======== Source material
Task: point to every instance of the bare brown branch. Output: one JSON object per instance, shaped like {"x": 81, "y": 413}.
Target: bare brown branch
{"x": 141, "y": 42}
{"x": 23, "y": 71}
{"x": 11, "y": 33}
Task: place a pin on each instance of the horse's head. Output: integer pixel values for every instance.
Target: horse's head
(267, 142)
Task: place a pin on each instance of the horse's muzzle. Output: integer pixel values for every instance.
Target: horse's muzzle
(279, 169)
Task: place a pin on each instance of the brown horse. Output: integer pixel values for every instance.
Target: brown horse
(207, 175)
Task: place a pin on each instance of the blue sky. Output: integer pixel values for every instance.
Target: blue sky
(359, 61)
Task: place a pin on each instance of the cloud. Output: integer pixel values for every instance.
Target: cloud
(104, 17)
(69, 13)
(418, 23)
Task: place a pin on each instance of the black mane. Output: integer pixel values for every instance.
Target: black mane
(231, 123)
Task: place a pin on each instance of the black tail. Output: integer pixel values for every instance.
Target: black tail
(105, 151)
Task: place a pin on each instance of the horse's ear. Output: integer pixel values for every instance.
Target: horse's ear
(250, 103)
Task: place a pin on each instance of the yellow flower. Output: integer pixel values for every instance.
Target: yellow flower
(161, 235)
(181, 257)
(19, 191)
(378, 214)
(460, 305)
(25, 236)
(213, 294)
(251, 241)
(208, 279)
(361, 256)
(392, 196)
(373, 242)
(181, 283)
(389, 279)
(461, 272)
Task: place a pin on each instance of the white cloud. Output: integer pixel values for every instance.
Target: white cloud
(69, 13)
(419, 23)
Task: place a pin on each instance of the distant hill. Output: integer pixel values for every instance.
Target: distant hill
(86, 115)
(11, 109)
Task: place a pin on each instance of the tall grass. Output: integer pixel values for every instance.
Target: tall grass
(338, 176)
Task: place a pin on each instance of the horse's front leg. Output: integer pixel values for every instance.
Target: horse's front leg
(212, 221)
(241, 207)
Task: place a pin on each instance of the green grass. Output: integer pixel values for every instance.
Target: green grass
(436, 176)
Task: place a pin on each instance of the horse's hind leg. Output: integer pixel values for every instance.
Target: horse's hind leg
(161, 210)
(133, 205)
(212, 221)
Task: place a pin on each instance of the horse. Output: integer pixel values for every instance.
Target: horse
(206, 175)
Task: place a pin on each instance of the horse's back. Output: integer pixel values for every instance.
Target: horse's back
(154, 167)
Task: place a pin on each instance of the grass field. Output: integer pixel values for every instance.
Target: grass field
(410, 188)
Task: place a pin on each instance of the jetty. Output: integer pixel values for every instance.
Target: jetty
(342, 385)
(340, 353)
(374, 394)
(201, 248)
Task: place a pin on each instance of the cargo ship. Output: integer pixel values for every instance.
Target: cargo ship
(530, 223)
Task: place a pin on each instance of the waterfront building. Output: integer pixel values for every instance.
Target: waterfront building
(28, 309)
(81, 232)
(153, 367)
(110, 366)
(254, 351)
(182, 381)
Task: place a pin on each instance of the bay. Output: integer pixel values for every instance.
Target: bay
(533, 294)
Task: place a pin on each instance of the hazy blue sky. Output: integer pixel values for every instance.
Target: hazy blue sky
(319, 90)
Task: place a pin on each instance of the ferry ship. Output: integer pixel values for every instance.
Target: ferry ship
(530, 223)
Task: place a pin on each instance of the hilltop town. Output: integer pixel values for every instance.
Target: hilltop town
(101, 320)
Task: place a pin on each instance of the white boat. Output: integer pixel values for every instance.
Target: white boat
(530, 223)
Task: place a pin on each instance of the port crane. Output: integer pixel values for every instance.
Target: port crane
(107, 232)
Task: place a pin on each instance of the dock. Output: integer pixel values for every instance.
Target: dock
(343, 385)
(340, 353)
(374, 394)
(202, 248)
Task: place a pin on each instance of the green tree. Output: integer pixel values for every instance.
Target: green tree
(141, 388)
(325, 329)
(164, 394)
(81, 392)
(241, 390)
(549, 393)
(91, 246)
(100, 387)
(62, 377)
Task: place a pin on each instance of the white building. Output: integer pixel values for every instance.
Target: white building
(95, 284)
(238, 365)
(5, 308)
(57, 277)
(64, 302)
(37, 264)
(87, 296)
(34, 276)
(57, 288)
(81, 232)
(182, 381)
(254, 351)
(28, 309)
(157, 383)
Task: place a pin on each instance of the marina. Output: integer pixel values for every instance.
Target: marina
================
### Problem details
Take from the material above every line that includes the word "marina".

### Your solution
Task: place a pin on each instance of the marina. Output: integer pixel values for every instance.
Target: marina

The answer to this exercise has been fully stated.